:: Exercise requirements ::
Quote every one of the lines below word for word, leaving out the pictures.

:: Records for this task ::
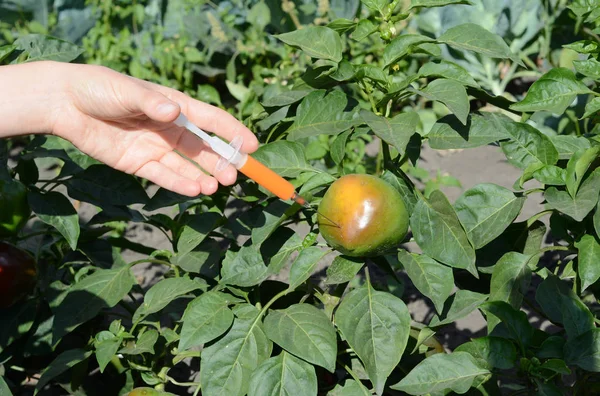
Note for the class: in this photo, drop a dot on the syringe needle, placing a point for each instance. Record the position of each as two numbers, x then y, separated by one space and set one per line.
298 199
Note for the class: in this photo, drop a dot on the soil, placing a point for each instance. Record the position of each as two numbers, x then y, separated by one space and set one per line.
473 166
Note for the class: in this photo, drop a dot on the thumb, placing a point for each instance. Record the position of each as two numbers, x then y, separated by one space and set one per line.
158 107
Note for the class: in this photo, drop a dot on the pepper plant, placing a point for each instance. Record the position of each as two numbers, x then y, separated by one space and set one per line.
250 299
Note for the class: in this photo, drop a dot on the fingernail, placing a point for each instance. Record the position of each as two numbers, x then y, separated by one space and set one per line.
166 108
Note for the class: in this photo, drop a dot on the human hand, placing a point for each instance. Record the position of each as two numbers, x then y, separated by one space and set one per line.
126 123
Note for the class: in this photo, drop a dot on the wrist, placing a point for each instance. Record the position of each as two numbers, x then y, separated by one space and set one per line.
32 97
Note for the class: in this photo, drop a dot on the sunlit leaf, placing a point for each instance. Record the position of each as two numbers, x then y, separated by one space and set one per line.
456 371
555 91
376 325
304 331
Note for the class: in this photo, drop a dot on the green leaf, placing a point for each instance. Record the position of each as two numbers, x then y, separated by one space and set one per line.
16 322
431 278
448 70
567 145
436 3
584 350
584 47
40 47
396 131
83 301
4 389
440 372
561 305
106 349
552 347
102 185
550 175
459 305
62 363
364 29
438 231
491 352
376 5
285 98
350 388
451 93
343 269
280 254
302 268
480 130
472 37
271 218
283 375
202 260
304 331
582 204
338 147
273 118
486 210
372 72
376 325
555 366
144 344
54 209
316 41
528 146
195 230
510 281
244 268
259 15
555 91
342 25
401 46
5 51
206 318
592 108
227 366
511 278
321 114
578 166
583 7
589 68
164 292
408 195
287 159
514 320
208 94
596 220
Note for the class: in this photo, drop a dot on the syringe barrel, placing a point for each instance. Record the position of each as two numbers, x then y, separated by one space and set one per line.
268 179
226 151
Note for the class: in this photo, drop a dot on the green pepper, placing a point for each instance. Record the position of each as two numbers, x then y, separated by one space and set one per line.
14 208
18 274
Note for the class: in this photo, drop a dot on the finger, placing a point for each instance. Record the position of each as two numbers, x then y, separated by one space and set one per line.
137 98
210 118
165 177
181 166
195 149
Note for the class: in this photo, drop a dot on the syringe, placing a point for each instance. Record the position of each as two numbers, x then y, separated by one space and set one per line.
253 169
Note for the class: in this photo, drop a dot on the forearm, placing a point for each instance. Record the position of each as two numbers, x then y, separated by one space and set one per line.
31 96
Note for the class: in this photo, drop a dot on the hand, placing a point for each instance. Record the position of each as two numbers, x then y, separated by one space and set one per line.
126 123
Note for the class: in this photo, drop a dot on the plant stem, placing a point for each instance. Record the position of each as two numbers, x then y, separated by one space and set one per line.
554 248
533 191
271 302
170 379
537 216
156 261
369 92
537 311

:: Task response ::
Note for the class: in this photo, drop a dot on the syringe needle, placing a point for each instance. Record the position of each as two numbers, x then y, separated by one space and set one per line.
298 199
Note for the class: in this photo, drop a dot on the soil, placing a point for each instance. Record the position of each as two numbers, x then y, separated by one space and set one per line.
473 166
Note for the class: in this photo, drop a dot on the thumb, placing a point for each instance. Record the position of each as two numbers, x then y, separated by one space and set one per line.
158 107
Note for the class: in this photo, drop a dot on the pepper plant, placing a point for each instance. Record the position of each as two numbers, x then y, separated by one space and set one per line.
250 299
Note for the class: in this photo, drop a dot on the fingernail, placing a point for each instance. Record the position of each as two numbers, x then y, separated by one space and set one per line.
166 108
Note for the class: in this photo, drop a dot on the human hand, placing a point for each instance. Record the position of each as two numbers, x then y, separated by one space and set one per line.
126 123
Note for the class: in this photo, drop a dot on the wrist, placing a point for each instance. Record the position of each as two numbers, x then y, separated by one space and set one per line.
32 97
Note for the class: in this photo, drop a dot on the sunlit leaf, placing a point for each instance. Record the position of each as two numbers, x then y, separated by one space and set one per line.
456 371
555 91
376 325
304 331
Note for the class: in this photo, drop a dot on the green leaf, placing a point for each instance. Record the position of each as two numbers, x then y, separated by one space and set one per line.
16 322
431 278
448 70
567 145
436 3
584 350
584 47
40 47
396 131
83 301
4 389
440 372
561 305
106 349
552 347
102 185
550 175
459 305
62 363
364 29
438 231
491 352
376 5
285 98
350 388
451 93
343 269
280 254
302 268
480 130
472 37
271 218
283 375
202 260
304 331
582 204
338 147
273 118
486 210
372 72
376 325
555 366
144 344
54 209
316 41
528 146
195 230
510 281
244 268
259 15
555 91
342 25
401 46
5 51
206 318
592 108
227 366
511 278
321 114
578 166
583 7
589 68
164 292
408 195
287 159
514 320
208 94
596 220
Note for the class: in this photo, drop a dot on the syringe barrel, placing a point for each instance. Record the position of each as two numbers, x then y, separated by one space and set one per line.
268 179
226 151
Note for the class: in this photo, drop a dot on the green pepper, placing a point for each instance. Record the position of each as two numbers, x then y, separated by one space and set one per line.
14 208
18 274
Note for the class: in this photo, drop a dot on the finger, placing a point for each instance. Record the position of each as two numbers, x then y, separated by one space and set one per line.
137 98
210 118
165 177
181 166
195 149
Note for the class: in this photo, drop a dot on the syringe, placing a point for each instance. Record the position of each as two numbers, x then y, separated by one space and set one per line.
253 169
Note for the class: in this photo, drop a dot on the forearm, placing a point for each instance. Record the position of each as two numbers, x then y, separated by one space and set one per line.
31 96
Note for the class: in this photo, drop a dot on the hand, placing a point for each instance. Record the position of each as two numbers, x then y, separated by one space and set one per line.
126 123
Note for the class: in this photo, drop a dot on the plant stem, placing a point for each instance. Record the position of each as two numbers, x then y, separated by one space and set one per line.
554 248
533 191
271 302
170 379
537 216
156 261
369 92
537 311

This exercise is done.